[WHAT IS BEING ASKED]: Please restate, exactly as they appear, only the lines from the one that contains "For each instance of the scattered" to the final line of the entries, with no pictures.

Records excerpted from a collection
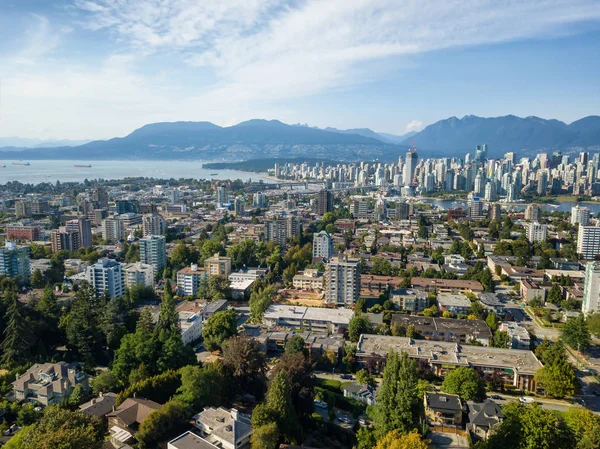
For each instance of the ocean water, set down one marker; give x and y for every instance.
(64, 171)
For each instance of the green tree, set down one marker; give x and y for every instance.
(492, 321)
(466, 383)
(15, 347)
(265, 437)
(575, 333)
(296, 344)
(358, 325)
(219, 327)
(397, 402)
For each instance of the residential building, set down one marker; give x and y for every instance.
(49, 383)
(14, 261)
(580, 215)
(113, 229)
(63, 240)
(124, 422)
(443, 409)
(153, 251)
(324, 202)
(409, 299)
(455, 304)
(484, 418)
(591, 289)
(15, 233)
(588, 241)
(520, 338)
(537, 232)
(314, 319)
(153, 224)
(188, 280)
(322, 245)
(342, 281)
(106, 276)
(218, 265)
(309, 279)
(84, 227)
(361, 393)
(515, 367)
(138, 273)
(228, 429)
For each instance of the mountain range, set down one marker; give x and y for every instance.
(271, 138)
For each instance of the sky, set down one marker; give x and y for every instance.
(96, 69)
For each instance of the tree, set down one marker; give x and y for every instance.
(466, 383)
(247, 364)
(397, 440)
(61, 428)
(501, 339)
(492, 321)
(397, 401)
(358, 325)
(575, 333)
(555, 294)
(279, 402)
(15, 346)
(219, 327)
(296, 344)
(265, 437)
(363, 377)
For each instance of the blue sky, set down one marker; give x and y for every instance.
(88, 69)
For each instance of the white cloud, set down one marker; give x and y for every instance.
(415, 125)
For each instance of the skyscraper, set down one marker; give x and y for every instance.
(153, 251)
(409, 167)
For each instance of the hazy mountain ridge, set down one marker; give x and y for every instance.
(271, 138)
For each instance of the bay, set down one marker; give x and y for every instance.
(64, 171)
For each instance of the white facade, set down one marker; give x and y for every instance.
(106, 275)
(322, 245)
(588, 241)
(591, 289)
(537, 232)
(580, 215)
(138, 273)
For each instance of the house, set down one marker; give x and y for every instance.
(362, 393)
(190, 440)
(49, 383)
(455, 304)
(484, 418)
(100, 406)
(125, 421)
(443, 409)
(226, 429)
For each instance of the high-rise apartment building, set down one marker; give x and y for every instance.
(580, 215)
(324, 202)
(322, 245)
(113, 229)
(218, 265)
(591, 289)
(588, 241)
(14, 261)
(342, 281)
(153, 251)
(537, 232)
(106, 276)
(153, 224)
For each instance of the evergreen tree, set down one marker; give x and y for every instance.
(15, 346)
(397, 401)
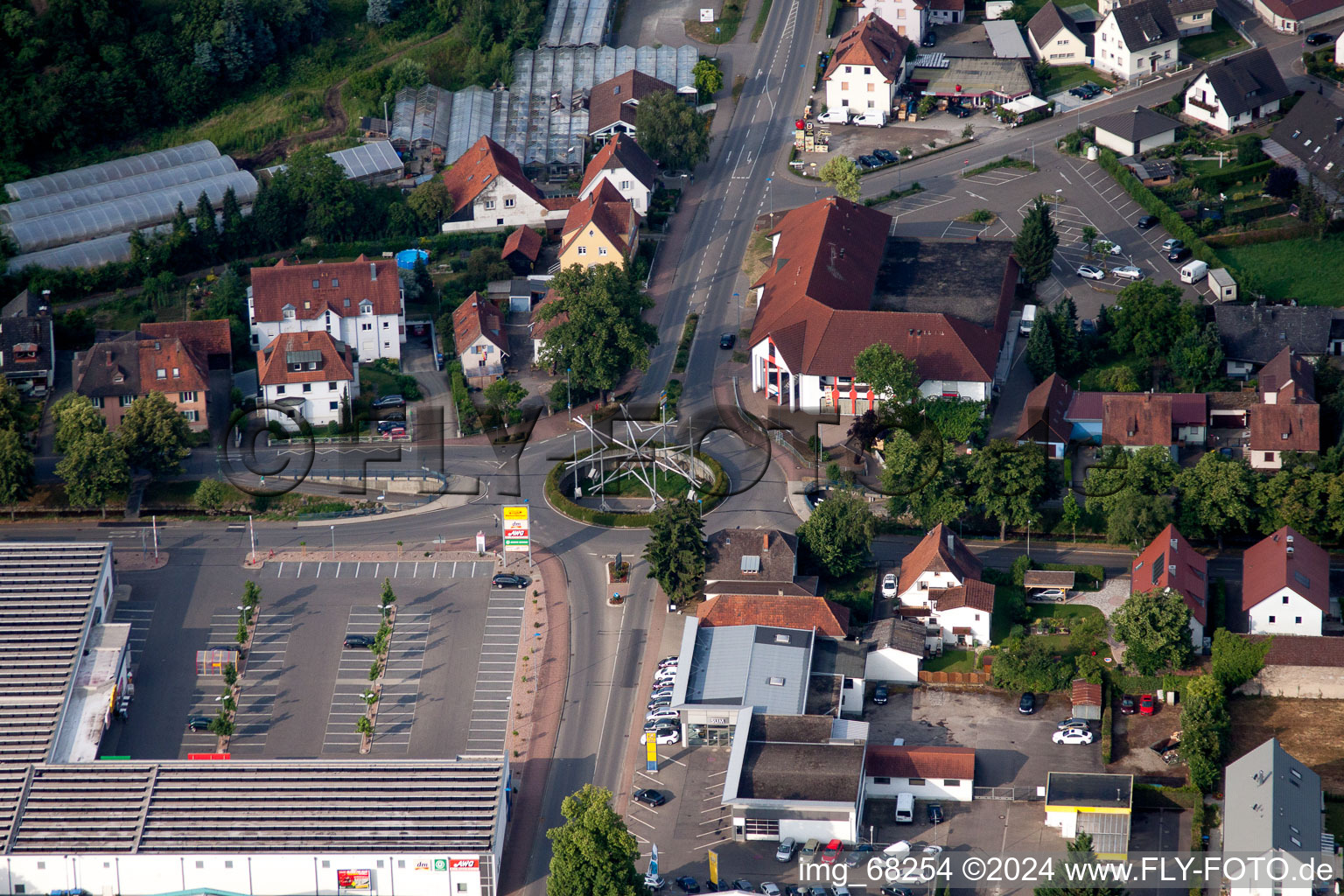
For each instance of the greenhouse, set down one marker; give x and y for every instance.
(110, 190)
(115, 170)
(125, 214)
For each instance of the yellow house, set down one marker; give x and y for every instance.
(601, 228)
(1093, 803)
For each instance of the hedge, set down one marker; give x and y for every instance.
(1153, 206)
(562, 504)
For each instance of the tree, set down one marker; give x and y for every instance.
(1010, 481)
(593, 853)
(153, 436)
(1215, 496)
(504, 396)
(1035, 245)
(676, 551)
(837, 534)
(1155, 626)
(671, 130)
(210, 496)
(602, 333)
(15, 469)
(709, 80)
(843, 176)
(887, 373)
(1236, 660)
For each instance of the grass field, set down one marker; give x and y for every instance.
(1303, 269)
(1311, 730)
(1219, 42)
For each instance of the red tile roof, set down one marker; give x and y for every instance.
(476, 318)
(524, 241)
(885, 760)
(606, 210)
(338, 284)
(479, 167)
(875, 43)
(273, 366)
(933, 555)
(1153, 570)
(1268, 566)
(787, 612)
(1136, 421)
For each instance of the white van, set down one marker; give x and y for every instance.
(1194, 271)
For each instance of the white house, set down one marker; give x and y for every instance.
(1236, 92)
(865, 72)
(358, 303)
(1138, 40)
(491, 192)
(626, 167)
(909, 18)
(1055, 38)
(1285, 584)
(310, 375)
(927, 773)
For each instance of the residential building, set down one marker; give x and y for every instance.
(907, 18)
(27, 344)
(116, 373)
(867, 69)
(306, 376)
(1171, 564)
(1130, 133)
(835, 285)
(1138, 40)
(480, 340)
(626, 167)
(1273, 810)
(1092, 803)
(1236, 90)
(925, 773)
(1043, 416)
(613, 103)
(1286, 416)
(940, 582)
(602, 228)
(491, 192)
(522, 250)
(1285, 584)
(1055, 38)
(359, 304)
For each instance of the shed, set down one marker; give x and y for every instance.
(1225, 288)
(1086, 700)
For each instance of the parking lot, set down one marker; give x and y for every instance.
(445, 690)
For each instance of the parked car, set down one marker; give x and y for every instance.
(649, 797)
(1073, 737)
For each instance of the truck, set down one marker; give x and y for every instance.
(1028, 320)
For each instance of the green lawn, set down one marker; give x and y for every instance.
(1219, 42)
(952, 662)
(1301, 269)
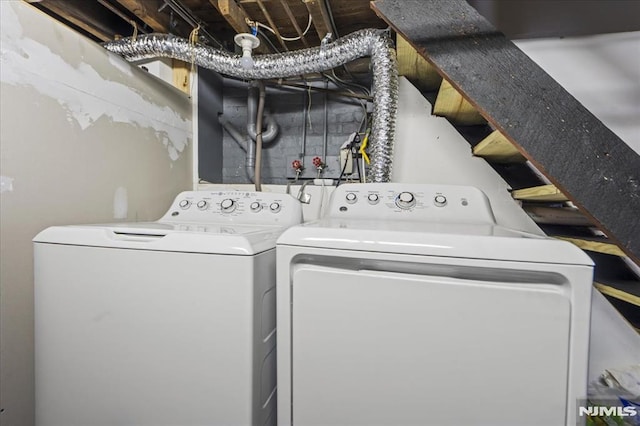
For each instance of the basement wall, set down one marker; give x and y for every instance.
(84, 138)
(287, 106)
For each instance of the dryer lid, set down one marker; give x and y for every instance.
(473, 241)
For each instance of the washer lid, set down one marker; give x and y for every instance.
(473, 241)
(177, 237)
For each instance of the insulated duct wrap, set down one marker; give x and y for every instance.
(369, 42)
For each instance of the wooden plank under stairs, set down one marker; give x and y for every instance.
(597, 244)
(628, 291)
(497, 148)
(565, 216)
(415, 68)
(451, 104)
(597, 171)
(547, 193)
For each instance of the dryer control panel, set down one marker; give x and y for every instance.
(239, 207)
(417, 202)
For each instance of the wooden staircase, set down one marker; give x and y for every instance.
(560, 205)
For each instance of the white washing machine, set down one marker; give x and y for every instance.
(161, 323)
(408, 305)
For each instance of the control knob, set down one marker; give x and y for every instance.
(228, 205)
(405, 200)
(440, 200)
(275, 207)
(255, 207)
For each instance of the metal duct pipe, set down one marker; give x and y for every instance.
(369, 42)
(252, 115)
(245, 143)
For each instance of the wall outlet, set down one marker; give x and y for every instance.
(331, 171)
(346, 161)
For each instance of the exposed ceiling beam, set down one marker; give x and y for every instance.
(320, 16)
(266, 14)
(80, 18)
(147, 11)
(292, 18)
(236, 17)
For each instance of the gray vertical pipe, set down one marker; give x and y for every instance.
(326, 124)
(303, 144)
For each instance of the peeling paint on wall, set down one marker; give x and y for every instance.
(6, 184)
(27, 62)
(120, 203)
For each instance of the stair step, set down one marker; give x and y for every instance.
(497, 148)
(568, 216)
(547, 193)
(628, 291)
(596, 244)
(452, 105)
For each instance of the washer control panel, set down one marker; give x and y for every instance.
(240, 207)
(399, 201)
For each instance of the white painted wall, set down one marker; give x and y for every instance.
(84, 137)
(428, 149)
(602, 72)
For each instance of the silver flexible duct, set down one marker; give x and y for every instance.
(369, 42)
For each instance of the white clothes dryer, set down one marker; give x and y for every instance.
(408, 305)
(161, 323)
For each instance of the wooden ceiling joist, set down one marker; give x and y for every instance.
(147, 11)
(319, 16)
(589, 163)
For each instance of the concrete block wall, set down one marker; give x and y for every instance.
(286, 105)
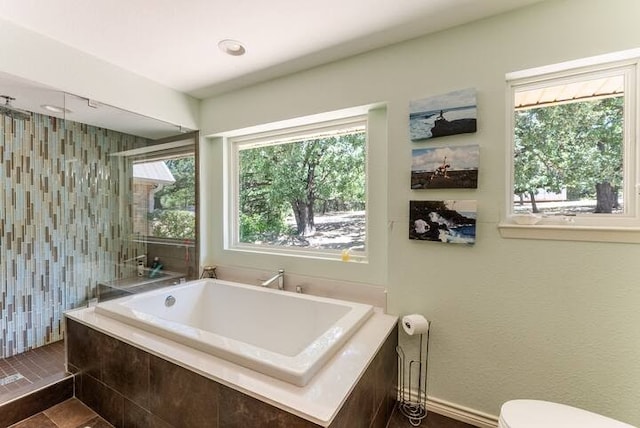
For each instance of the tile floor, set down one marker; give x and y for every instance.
(74, 414)
(31, 370)
(68, 414)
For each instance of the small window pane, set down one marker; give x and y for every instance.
(307, 193)
(164, 198)
(569, 149)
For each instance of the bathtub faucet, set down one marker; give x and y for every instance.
(133, 259)
(279, 276)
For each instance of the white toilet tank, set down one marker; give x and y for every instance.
(544, 414)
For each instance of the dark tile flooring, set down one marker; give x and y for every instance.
(31, 370)
(73, 414)
(68, 414)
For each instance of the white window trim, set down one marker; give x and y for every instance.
(595, 228)
(284, 134)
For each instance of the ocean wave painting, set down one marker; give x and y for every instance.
(441, 115)
(452, 222)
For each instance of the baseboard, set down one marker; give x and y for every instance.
(460, 413)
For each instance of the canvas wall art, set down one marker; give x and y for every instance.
(452, 167)
(438, 116)
(452, 222)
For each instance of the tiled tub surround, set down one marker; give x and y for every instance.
(60, 222)
(135, 378)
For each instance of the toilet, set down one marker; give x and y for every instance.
(544, 414)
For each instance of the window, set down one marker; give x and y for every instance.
(164, 191)
(573, 152)
(301, 189)
(164, 198)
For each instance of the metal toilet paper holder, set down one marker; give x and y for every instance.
(413, 404)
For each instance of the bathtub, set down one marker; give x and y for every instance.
(281, 334)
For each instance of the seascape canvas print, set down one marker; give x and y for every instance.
(438, 116)
(452, 222)
(452, 167)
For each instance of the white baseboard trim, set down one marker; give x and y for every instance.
(459, 413)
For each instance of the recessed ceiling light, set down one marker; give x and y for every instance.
(55, 109)
(232, 47)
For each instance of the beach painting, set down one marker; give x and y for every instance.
(438, 116)
(447, 221)
(452, 167)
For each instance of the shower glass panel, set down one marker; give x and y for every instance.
(87, 194)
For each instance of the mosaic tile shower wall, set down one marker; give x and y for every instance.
(65, 222)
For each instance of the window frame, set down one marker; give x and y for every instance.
(623, 227)
(285, 135)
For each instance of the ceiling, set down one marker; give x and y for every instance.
(175, 42)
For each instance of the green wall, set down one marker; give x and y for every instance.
(511, 318)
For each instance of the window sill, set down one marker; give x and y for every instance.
(300, 253)
(571, 233)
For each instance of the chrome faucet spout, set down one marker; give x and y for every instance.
(279, 276)
(133, 259)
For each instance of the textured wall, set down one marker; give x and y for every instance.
(64, 210)
(512, 318)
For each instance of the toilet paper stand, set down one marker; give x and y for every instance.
(412, 404)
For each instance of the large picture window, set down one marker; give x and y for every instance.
(302, 189)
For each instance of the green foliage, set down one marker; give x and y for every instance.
(575, 145)
(298, 178)
(181, 194)
(173, 224)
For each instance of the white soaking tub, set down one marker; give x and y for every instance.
(281, 334)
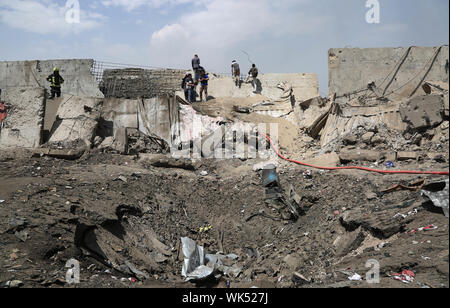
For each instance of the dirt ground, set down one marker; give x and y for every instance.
(107, 210)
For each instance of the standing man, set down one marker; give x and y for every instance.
(236, 73)
(189, 88)
(2, 110)
(196, 67)
(183, 86)
(204, 78)
(253, 73)
(56, 81)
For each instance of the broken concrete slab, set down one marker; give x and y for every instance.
(352, 69)
(326, 160)
(407, 156)
(77, 119)
(69, 154)
(77, 74)
(423, 112)
(359, 155)
(23, 126)
(348, 242)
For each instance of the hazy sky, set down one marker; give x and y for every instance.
(282, 36)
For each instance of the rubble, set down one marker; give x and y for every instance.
(110, 189)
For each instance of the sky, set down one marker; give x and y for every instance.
(282, 36)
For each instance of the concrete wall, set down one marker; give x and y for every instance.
(133, 83)
(305, 86)
(77, 75)
(353, 69)
(25, 117)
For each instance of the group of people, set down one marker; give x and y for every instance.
(2, 110)
(252, 74)
(55, 80)
(190, 83)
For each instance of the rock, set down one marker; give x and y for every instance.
(367, 137)
(350, 139)
(16, 223)
(265, 165)
(76, 119)
(422, 112)
(298, 279)
(390, 156)
(407, 156)
(371, 196)
(326, 160)
(292, 261)
(359, 155)
(437, 157)
(163, 161)
(25, 117)
(350, 241)
(417, 139)
(68, 154)
(14, 284)
(377, 140)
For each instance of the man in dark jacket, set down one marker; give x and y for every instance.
(196, 67)
(253, 73)
(190, 88)
(2, 110)
(56, 81)
(183, 86)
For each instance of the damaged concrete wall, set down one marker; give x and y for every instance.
(119, 113)
(305, 86)
(25, 120)
(76, 120)
(159, 117)
(342, 121)
(79, 80)
(133, 83)
(397, 70)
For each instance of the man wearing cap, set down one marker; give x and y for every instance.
(2, 110)
(183, 85)
(196, 67)
(236, 73)
(190, 88)
(56, 81)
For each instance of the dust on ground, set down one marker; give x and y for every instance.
(54, 210)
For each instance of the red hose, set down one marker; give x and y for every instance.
(354, 167)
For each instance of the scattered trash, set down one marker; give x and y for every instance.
(438, 195)
(413, 212)
(307, 174)
(199, 266)
(414, 186)
(205, 229)
(355, 277)
(405, 276)
(390, 164)
(121, 178)
(427, 228)
(13, 284)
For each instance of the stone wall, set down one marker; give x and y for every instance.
(352, 69)
(79, 80)
(25, 118)
(135, 83)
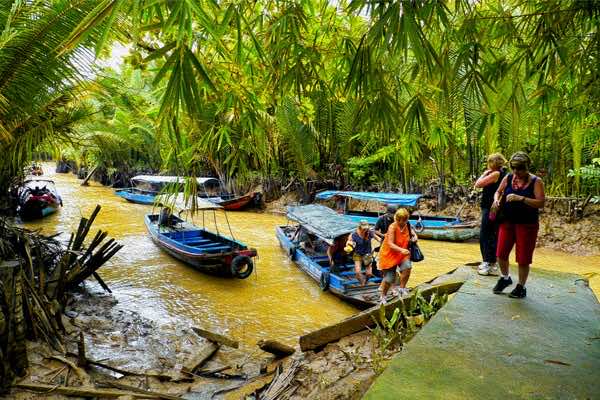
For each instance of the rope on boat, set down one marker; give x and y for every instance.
(228, 225)
(215, 219)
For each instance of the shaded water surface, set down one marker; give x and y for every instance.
(278, 302)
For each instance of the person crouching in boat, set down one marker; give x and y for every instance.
(394, 256)
(165, 218)
(337, 254)
(360, 243)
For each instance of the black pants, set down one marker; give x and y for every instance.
(488, 237)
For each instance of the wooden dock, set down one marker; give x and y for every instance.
(487, 346)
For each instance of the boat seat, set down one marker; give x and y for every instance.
(355, 281)
(216, 249)
(195, 241)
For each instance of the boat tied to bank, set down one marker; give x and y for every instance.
(427, 226)
(207, 251)
(37, 198)
(146, 187)
(321, 225)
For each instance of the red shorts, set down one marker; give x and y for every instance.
(524, 235)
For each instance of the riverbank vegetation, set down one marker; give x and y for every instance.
(397, 95)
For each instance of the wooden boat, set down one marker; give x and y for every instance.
(427, 226)
(147, 187)
(209, 252)
(325, 225)
(37, 198)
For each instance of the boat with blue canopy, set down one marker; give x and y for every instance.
(146, 187)
(306, 241)
(427, 226)
(207, 251)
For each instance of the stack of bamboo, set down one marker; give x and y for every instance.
(36, 272)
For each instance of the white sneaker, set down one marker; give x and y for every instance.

[WORKED SOLUTION]:
For each instance of the scattered trash, set down one marker; give x and y for every instance.
(438, 195)
(413, 212)
(307, 174)
(199, 266)
(414, 186)
(205, 229)
(355, 277)
(405, 276)
(390, 164)
(121, 178)
(427, 228)
(13, 284)
For each instance of the stone wall, set down one marker; give x and y for every instance.
(352, 69)
(79, 80)
(25, 118)
(135, 83)
For each instance of the rope on boat, set down one marker; give x and y for every instance.
(228, 225)
(215, 219)
For each instance of the shaded water surface, set down one marker; give x and y for every instance.
(278, 302)
For each instance of the person crouching in boat, set down one marker; give x and y for every instance.
(394, 256)
(165, 218)
(337, 254)
(360, 243)
For each instance of the black pants, set down one marker; give x and y for every instance.
(488, 237)
For each instance of the wooden dock, set down one marker; give x and y for every instance.
(487, 346)
For each instance of the boat seat, set down one marker; give x and y for every instance.
(355, 281)
(216, 249)
(195, 241)
For each instance of the boat tied to bank, set down one marker; give x and y for every instance.
(427, 226)
(207, 251)
(37, 198)
(146, 187)
(321, 225)
For each instance of the red shorts, set down one marker; give x and y for every instance.
(524, 235)
For each instance of the riverbank vegetation, set down one marker; give x and y for every instance.
(397, 95)
For each instance of the wooden boat, set down one marker; give x and y for every instance.
(427, 226)
(147, 187)
(209, 252)
(325, 225)
(37, 198)
For each instance of the boat with blue canopy, set down one marker; give x and y for every instance.
(146, 187)
(306, 241)
(427, 226)
(207, 251)
For each instance of the stack of bamboo, set down one marker; give x and y for every instance.
(36, 272)
For each instance of the white sneaker, set down one marker; give x and y for every instance.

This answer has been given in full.